— BEGIN ENTRIES SUPPLIED —
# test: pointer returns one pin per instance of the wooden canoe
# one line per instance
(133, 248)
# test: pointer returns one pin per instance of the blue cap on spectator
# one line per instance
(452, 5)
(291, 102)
— END ENTRIES SUPPLIED —
* [AIM OF THE TASK] Rewrite the material above, replacing every "instance" with "occurrence" and leaving everything else unchanged.

* [WRITTEN SOLUTION]
# test: pointer returns one pin per occurrence of the wooden canoe
# one line per occurrence
(133, 248)
# test: pointer returns one pin per occurrence of the blue cap on spectator
# one line per occurrence
(452, 5)
(291, 102)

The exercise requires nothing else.